• **Try it**
Output every record precisely.
**** Provided material
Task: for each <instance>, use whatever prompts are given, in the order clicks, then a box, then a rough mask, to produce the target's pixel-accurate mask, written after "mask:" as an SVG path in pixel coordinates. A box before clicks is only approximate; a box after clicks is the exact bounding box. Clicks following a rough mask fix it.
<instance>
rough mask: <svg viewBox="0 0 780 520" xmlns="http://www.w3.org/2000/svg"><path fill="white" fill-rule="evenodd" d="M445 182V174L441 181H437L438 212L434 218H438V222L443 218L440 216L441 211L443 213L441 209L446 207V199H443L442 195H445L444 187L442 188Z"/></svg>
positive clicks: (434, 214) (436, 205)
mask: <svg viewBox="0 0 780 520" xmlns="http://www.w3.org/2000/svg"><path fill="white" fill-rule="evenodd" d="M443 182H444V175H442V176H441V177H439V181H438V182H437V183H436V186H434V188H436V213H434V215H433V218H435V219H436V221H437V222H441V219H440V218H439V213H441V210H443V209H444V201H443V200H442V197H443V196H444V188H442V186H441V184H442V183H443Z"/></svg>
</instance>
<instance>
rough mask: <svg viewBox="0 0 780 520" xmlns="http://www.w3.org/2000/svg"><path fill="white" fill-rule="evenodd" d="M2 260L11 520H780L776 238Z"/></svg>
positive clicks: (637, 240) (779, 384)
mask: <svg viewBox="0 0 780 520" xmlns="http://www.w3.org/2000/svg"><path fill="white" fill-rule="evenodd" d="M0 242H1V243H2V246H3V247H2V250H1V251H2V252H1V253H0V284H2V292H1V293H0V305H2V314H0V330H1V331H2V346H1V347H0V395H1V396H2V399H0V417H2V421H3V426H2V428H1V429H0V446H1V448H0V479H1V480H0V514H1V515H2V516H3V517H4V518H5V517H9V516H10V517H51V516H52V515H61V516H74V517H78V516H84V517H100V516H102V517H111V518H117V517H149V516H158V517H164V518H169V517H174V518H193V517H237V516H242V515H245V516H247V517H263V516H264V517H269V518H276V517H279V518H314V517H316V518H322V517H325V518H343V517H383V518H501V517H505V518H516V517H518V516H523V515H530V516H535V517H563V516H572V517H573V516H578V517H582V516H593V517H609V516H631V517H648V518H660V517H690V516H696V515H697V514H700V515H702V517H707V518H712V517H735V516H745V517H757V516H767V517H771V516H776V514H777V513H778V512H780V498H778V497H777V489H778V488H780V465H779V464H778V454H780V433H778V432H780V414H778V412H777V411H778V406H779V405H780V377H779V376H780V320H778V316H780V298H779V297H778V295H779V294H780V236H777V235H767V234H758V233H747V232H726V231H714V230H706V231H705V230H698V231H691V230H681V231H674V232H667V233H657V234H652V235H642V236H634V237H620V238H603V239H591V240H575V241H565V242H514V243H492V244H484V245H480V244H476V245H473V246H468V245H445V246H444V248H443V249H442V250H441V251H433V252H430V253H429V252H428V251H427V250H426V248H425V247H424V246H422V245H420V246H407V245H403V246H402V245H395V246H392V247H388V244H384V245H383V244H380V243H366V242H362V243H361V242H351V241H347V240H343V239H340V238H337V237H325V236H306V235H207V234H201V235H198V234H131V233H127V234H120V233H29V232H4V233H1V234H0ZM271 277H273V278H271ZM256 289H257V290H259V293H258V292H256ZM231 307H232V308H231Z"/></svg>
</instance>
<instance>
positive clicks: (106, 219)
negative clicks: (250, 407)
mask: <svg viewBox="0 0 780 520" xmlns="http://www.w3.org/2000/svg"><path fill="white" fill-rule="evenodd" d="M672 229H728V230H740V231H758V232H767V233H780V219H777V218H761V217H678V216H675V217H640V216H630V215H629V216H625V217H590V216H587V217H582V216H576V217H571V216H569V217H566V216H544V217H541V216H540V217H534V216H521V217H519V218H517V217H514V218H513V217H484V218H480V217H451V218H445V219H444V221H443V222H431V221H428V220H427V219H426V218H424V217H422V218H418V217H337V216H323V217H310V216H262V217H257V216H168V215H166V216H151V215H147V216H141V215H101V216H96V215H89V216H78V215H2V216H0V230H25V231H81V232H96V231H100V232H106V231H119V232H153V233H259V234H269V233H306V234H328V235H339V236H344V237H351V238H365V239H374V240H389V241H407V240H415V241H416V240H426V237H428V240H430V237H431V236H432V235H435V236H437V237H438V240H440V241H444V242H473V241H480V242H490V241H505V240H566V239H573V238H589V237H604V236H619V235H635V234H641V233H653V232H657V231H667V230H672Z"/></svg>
********
• **Response**
Task: for each <instance>, use whatever prompts are given, in the order clicks, then a box, then a rough mask, to produce the target's pixel-accurate mask, written after "mask:" as an SVG path in pixel coordinates. A box before clicks is only approximate; a box after clicks is the exact bounding box. Clicks following a rough mask fix it.
<instance>
rough mask: <svg viewBox="0 0 780 520" xmlns="http://www.w3.org/2000/svg"><path fill="white" fill-rule="evenodd" d="M445 182V174L441 181H437L438 212L434 218H438V222L443 218L440 216L441 211L443 213L441 209L446 207V199H443L442 195H445L444 187L442 188Z"/></svg>
positive clicks: (434, 214) (436, 205)
mask: <svg viewBox="0 0 780 520" xmlns="http://www.w3.org/2000/svg"><path fill="white" fill-rule="evenodd" d="M443 182H444V175H442V176H441V177H439V181H438V182H437V183H436V186H434V188H436V213H434V215H433V218H435V219H436V221H437V222H441V219H440V218H439V213H441V210H443V209H444V201H443V200H442V197H443V196H444V188H442V186H441V184H442V183H443Z"/></svg>
</instance>
<instance>
rough mask: <svg viewBox="0 0 780 520" xmlns="http://www.w3.org/2000/svg"><path fill="white" fill-rule="evenodd" d="M2 260L11 520H780L776 238Z"/></svg>
positive clicks: (637, 240) (779, 384)
mask: <svg viewBox="0 0 780 520" xmlns="http://www.w3.org/2000/svg"><path fill="white" fill-rule="evenodd" d="M0 242H1V243H2V246H3V247H2V250H1V251H2V252H1V253H0V284H2V292H1V293H0V305H2V314H0V330H1V331H2V346H1V347H0V395H1V396H2V399H0V417H2V421H3V426H2V428H1V429H0V446H1V448H0V479H1V480H0V514H1V515H2V516H3V517H4V518H5V517H9V516H10V517H51V516H52V515H61V516H74V517H78V516H84V517H100V516H102V517H111V518H117V517H149V516H158V517H164V518H169V517H174V518H193V517H237V516H242V515H245V516H247V517H263V516H264V517H269V518H276V517H279V518H314V517H316V518H322V517H325V518H343V517H383V518H501V517H505V518H516V517H518V516H523V515H530V516H535V517H563V516H572V517H573V516H578V517H582V516H593V517H609V516H631V517H648V518H660V517H690V516H696V515H697V514H700V515H702V517H707V518H712V517H735V516H745V517H757V516H767V517H771V516H776V514H777V513H778V512H780V498H778V497H777V489H778V488H780V465H779V464H778V454H780V433H778V432H780V414H778V412H777V411H778V406H779V405H780V377H779V376H780V320H778V316H780V298H779V297H778V295H779V294H780V236H777V235H767V234H758V233H747V232H726V231H714V230H706V231H705V230H698V231H691V230H681V231H674V232H667V233H657V234H652V235H642V236H634V237H620V238H603V239H591V240H575V241H565V242H514V243H492V244H484V245H480V244H476V245H473V246H468V245H445V246H444V248H443V249H442V250H441V251H433V252H430V253H429V252H428V251H427V250H426V248H425V247H424V246H422V245H420V246H407V245H403V246H402V245H395V246H392V247H388V244H384V245H383V244H380V243H366V242H362V243H361V242H351V241H347V240H343V239H340V238H337V237H325V236H306V235H207V234H201V235H198V234H131V233H127V234H120V233H29V232H4V233H1V234H0ZM271 277H273V278H271ZM256 289H257V290H259V293H258V292H256ZM231 307H232V308H231Z"/></svg>
</instance>
<instance>
positive clicks: (106, 219)
negative clicks: (250, 407)
mask: <svg viewBox="0 0 780 520" xmlns="http://www.w3.org/2000/svg"><path fill="white" fill-rule="evenodd" d="M672 229H728V230H740V231H758V232H767V233H780V219H777V218H761V217H678V216H675V217H640V216H630V215H629V216H625V217H590V216H587V217H582V216H576V217H571V216H569V217H566V216H544V217H541V216H540V217H534V216H521V217H519V218H517V217H514V218H513V217H484V218H480V217H451V218H445V219H444V221H443V222H431V221H428V220H427V219H426V218H424V217H422V218H418V217H337V216H323V217H310V216H262V217H257V216H168V215H166V216H151V215H147V216H141V215H101V216H96V215H89V216H78V215H2V216H0V230H25V231H81V232H96V231H100V232H106V231H119V232H153V233H259V234H269V233H306V234H328V235H339V236H344V237H351V238H365V239H374V240H389V241H407V240H415V241H416V240H426V237H428V240H430V237H431V236H432V235H435V236H437V237H438V240H440V241H444V242H473V241H480V242H490V241H505V240H566V239H573V238H589V237H604V236H619V235H635V234H641V233H653V232H657V231H667V230H672Z"/></svg>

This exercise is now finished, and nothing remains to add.